# 1.4 – Solving Absolute Value Equations and Inequalities

Objectives

• Identify problems that require the use of absolute value.
• Transform absolute value problems into compound inequalities or equations.

Key Terms

• Absolute Value – a number’s distance from zero on a number line. ex. |3| = 3 and |-3| = 3 because both 3 and -3 are a total of 3 real spaces away from zero.
• Intersection – the set of numbers that appear in the solution sets of two inequalities.
• Union – the set of all solutions that are found in an or statement.

Notes

• Solve: |x| = 2

Answer: x represents a number 2 spaces from zero. It can be negative or positive; so, x = 2 OR x = -2. Both are correct answers.

• Steps to Solve an Absolute Value Equation

Step 1: If necessary, get the absolute value expression by itself on one side of the equation.

Step 2: Rewrite the absolute value equation as two separate equations: one positive and the other negative.

Step 3: Solve each equation separately.

Step 4: After solving, substitute your answers back into the original equation to verify that your solutions are valid.

Collected data:

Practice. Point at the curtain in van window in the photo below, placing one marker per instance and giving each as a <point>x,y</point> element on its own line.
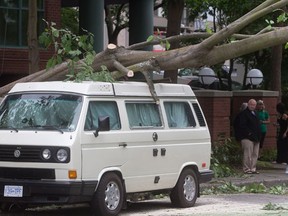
<point>179,114</point>
<point>143,115</point>
<point>98,109</point>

Work instructions:
**a.** In the absolute value lesson, how is an intersection defined?
**b.** Translate this sentence from the absolute value lesson into Spanish: "After solving, substitute your answers back into the original equation to verify that your solutions are valid."
The listing was taken from a separate source.

Task responses:
**a.** It is the set of numbers that appear in the solution sets of two inequalities.

**b.** Después de resolver, sustituye tus respuestas en la ecuación original para verificar que tus soluciones sean válidas.